What is expected. Please print every line from the one containing "camel hump -> masks, each instance" through the last line of the records below, exactly as written and nothing more.

Source records:

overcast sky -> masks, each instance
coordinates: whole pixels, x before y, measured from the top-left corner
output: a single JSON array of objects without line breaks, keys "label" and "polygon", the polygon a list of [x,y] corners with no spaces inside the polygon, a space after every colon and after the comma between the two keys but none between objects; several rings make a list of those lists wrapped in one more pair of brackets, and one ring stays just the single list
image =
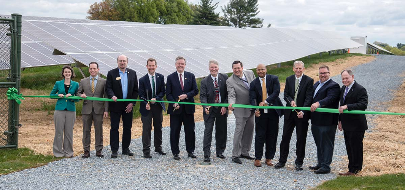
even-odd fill
[{"label": "overcast sky", "polygon": [[[84,19],[97,0],[0,0],[0,14]],[[228,0],[214,0],[221,6]],[[98,0],[98,1],[100,1]],[[189,0],[198,3],[200,0]],[[367,36],[396,46],[405,44],[404,0],[259,0],[264,27],[335,31],[347,36]]]}]

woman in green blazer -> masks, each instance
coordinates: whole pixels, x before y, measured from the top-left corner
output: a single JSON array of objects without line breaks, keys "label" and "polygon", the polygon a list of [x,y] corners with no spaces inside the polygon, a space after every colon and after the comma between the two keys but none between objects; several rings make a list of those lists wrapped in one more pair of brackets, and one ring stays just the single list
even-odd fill
[{"label": "woman in green blazer", "polygon": [[[70,66],[62,68],[62,80],[56,81],[50,95],[62,97],[74,96],[77,93],[79,83],[72,80],[75,72]],[[73,156],[73,125],[76,120],[75,102],[78,99],[58,98],[53,113],[55,122],[55,138],[53,139],[53,155],[56,157],[71,158]]]}]

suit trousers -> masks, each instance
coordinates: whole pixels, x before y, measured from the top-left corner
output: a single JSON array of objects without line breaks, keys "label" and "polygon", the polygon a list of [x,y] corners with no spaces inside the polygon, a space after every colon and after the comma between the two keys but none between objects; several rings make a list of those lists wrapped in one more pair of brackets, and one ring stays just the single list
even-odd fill
[{"label": "suit trousers", "polygon": [[349,171],[357,173],[363,167],[363,139],[364,131],[343,130],[346,150],[349,158]]},{"label": "suit trousers", "polygon": [[151,109],[147,116],[142,116],[142,152],[144,153],[151,152],[151,131],[152,131],[152,122],[153,120],[153,146],[155,150],[162,150],[162,122],[163,121],[163,109],[160,103],[151,104]]},{"label": "suit trousers", "polygon": [[256,123],[256,136],[255,137],[254,156],[256,160],[263,157],[263,147],[266,144],[266,159],[273,159],[277,146],[278,123],[280,120],[277,112],[269,109],[268,113],[262,113]]},{"label": "suit trousers", "polygon": [[[169,108],[169,109],[172,109]],[[170,148],[173,154],[180,153],[179,141],[181,124],[184,127],[185,149],[189,153],[194,153],[196,148],[196,133],[194,129],[194,114],[187,114],[185,109],[178,115],[170,115]]]},{"label": "suit trousers", "polygon": [[85,151],[90,151],[91,141],[92,125],[94,124],[94,138],[96,142],[94,147],[96,151],[102,150],[102,122],[103,115],[96,114],[94,109],[89,114],[83,114],[83,149]]},{"label": "suit trousers", "polygon": [[110,113],[111,129],[110,130],[110,144],[113,152],[117,152],[119,148],[119,120],[122,117],[122,150],[129,150],[131,143],[131,129],[132,128],[132,109],[129,113],[124,110],[113,112]]},{"label": "suit trousers", "polygon": [[227,120],[226,114],[221,115],[221,107],[211,108],[209,116],[204,122],[204,146],[202,150],[204,156],[211,156],[211,142],[212,131],[215,122],[215,144],[217,155],[224,153],[226,148]]},{"label": "suit trousers", "polygon": [[283,127],[283,136],[280,144],[280,158],[279,162],[286,163],[290,152],[290,144],[291,136],[296,129],[297,142],[296,144],[295,164],[302,165],[305,157],[305,144],[307,142],[307,134],[308,133],[309,119],[306,117],[299,118],[297,116],[297,112],[292,112],[288,119],[284,120]]},{"label": "suit trousers", "polygon": [[73,126],[76,112],[55,110],[55,138],[53,152],[55,157],[73,156]]},{"label": "suit trousers", "polygon": [[249,156],[254,128],[254,114],[253,112],[249,117],[237,117],[235,119],[236,126],[233,135],[232,159],[240,157],[241,154]]},{"label": "suit trousers", "polygon": [[313,125],[311,131],[316,145],[318,165],[324,170],[330,171],[333,156],[336,126],[318,126]]}]

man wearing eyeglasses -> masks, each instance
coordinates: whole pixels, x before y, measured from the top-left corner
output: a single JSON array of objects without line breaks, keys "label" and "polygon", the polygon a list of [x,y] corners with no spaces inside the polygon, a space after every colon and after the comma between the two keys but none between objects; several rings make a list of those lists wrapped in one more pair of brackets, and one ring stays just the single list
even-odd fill
[{"label": "man wearing eyeglasses", "polygon": [[330,172],[335,146],[335,136],[339,114],[315,112],[318,108],[337,109],[340,87],[330,78],[329,67],[319,67],[319,81],[313,85],[312,105],[311,106],[311,131],[316,145],[318,163],[309,169],[318,174]]},{"label": "man wearing eyeglasses", "polygon": [[136,101],[117,101],[117,99],[138,98],[138,78],[135,71],[127,68],[128,57],[122,55],[117,58],[118,67],[107,74],[106,92],[109,98],[114,101],[109,104],[111,116],[110,144],[112,153],[111,157],[118,156],[119,148],[119,120],[122,117],[122,154],[134,156],[129,150],[132,128],[132,107]]}]

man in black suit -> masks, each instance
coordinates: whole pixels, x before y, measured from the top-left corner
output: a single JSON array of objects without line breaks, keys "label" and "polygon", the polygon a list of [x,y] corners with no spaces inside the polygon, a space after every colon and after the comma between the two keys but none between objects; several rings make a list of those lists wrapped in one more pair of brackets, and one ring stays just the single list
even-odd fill
[{"label": "man in black suit", "polygon": [[127,68],[128,57],[122,55],[117,58],[118,67],[107,74],[106,92],[110,101],[111,129],[110,144],[112,154],[111,157],[117,158],[119,147],[118,128],[119,119],[122,117],[122,154],[134,156],[129,150],[131,143],[131,128],[132,128],[132,107],[136,101],[117,101],[117,99],[138,98],[138,78],[135,71]]},{"label": "man in black suit", "polygon": [[[284,89],[284,99],[286,106],[307,107],[311,106],[313,92],[313,79],[304,74],[305,67],[301,61],[294,62],[292,70],[295,74],[286,80]],[[274,167],[281,168],[286,165],[290,151],[290,142],[295,127],[297,135],[295,169],[302,170],[305,147],[308,133],[308,120],[310,113],[308,111],[285,109],[284,110],[284,127],[283,136],[280,144],[280,158]]]},{"label": "man in black suit", "polygon": [[[211,59],[208,61],[210,74],[201,80],[200,87],[200,100],[204,103],[227,103],[228,91],[226,80],[228,75],[218,72],[220,69],[218,61]],[[204,132],[204,161],[211,161],[211,142],[212,130],[215,123],[215,150],[217,157],[225,158],[224,151],[226,147],[226,120],[228,115],[227,108],[202,106],[202,115],[205,128]]]},{"label": "man in black suit", "polygon": [[[194,102],[194,97],[198,93],[198,89],[194,74],[184,71],[185,59],[179,56],[176,58],[175,72],[167,76],[166,98],[170,101]],[[194,105],[169,103],[167,113],[170,114],[170,147],[173,158],[179,160],[179,140],[181,124],[184,126],[185,149],[187,156],[197,158],[194,154],[196,148],[196,134],[194,131]]]},{"label": "man in black suit", "polygon": [[345,70],[340,75],[344,86],[340,92],[338,127],[340,131],[343,130],[349,171],[339,175],[352,175],[360,172],[363,166],[363,138],[368,127],[365,114],[343,114],[343,110],[366,110],[368,97],[366,89],[354,81],[352,71]]},{"label": "man in black suit", "polygon": [[[267,74],[266,65],[260,64],[256,68],[258,76],[250,83],[249,97],[250,105],[260,106],[282,106],[279,97],[280,82],[275,75]],[[272,165],[278,135],[278,123],[284,113],[280,109],[260,109],[255,111],[256,136],[255,137],[255,161],[256,167],[262,166],[263,147],[266,143],[265,163]]]},{"label": "man in black suit", "polygon": [[153,58],[149,58],[146,61],[146,68],[148,74],[139,79],[139,98],[143,98],[151,101],[147,103],[141,101],[139,112],[141,115],[142,121],[142,144],[143,147],[143,157],[152,158],[150,154],[151,131],[152,130],[152,119],[153,119],[153,128],[154,137],[153,145],[155,152],[161,155],[166,155],[162,149],[162,122],[163,121],[162,110],[166,111],[164,103],[153,101],[155,100],[163,100],[166,94],[164,87],[164,76],[155,72],[158,68],[158,63]]},{"label": "man in black suit", "polygon": [[313,172],[320,174],[330,172],[333,155],[335,136],[338,114],[315,112],[318,108],[337,109],[340,87],[330,78],[329,67],[319,67],[319,81],[313,85],[312,105],[311,106],[311,131],[316,145],[318,163],[310,166]]}]

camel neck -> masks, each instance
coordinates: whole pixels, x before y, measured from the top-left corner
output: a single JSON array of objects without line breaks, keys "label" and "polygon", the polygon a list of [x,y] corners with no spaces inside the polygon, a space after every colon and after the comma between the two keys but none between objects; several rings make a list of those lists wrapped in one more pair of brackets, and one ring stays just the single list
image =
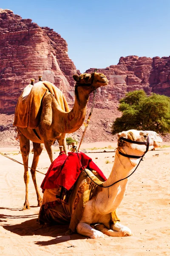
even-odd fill
[{"label": "camel neck", "polygon": [[[135,160],[135,165],[139,160],[138,159]],[[104,183],[103,186],[109,186],[126,177],[133,167],[134,165],[130,160],[119,155],[116,150],[112,170],[108,180]],[[115,210],[123,199],[128,180],[128,178],[125,179],[109,188],[103,188],[102,192],[98,194],[96,198],[97,210],[105,214]],[[102,204],[99,204],[101,201]]]},{"label": "camel neck", "polygon": [[[58,125],[58,130],[61,133],[72,133],[82,126],[85,119],[89,99],[89,94],[85,93],[82,88],[79,87],[72,109],[69,112],[60,113],[60,118],[63,120]],[[59,114],[59,113],[56,113],[56,114]]]}]

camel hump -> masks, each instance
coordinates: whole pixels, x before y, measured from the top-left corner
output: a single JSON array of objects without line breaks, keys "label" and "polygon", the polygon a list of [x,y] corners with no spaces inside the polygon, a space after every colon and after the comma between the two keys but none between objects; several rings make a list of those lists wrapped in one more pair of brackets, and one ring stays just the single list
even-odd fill
[{"label": "camel hump", "polygon": [[45,98],[43,104],[43,111],[41,115],[41,119],[48,129],[51,125],[52,121],[52,109],[51,107],[53,96],[51,94],[48,94]]}]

Complete output.
camel hump -> masks, each instance
coordinates: whole pixels, x before y, measured from the top-left corner
output: a single JSON array of objects without line breaks, keys "label" and "polygon", the polygon a list of [x,y] corners with no spaces inside the polygon, a space after every colon and after the comma between the two keys but none between objects; several rings make a list of those lists wrapped in one more pair of brackets, and one ring stays just the single list
even-odd fill
[{"label": "camel hump", "polygon": [[45,98],[43,104],[43,111],[41,115],[41,119],[48,129],[51,125],[52,121],[52,109],[51,107],[53,96],[51,94],[48,94]]}]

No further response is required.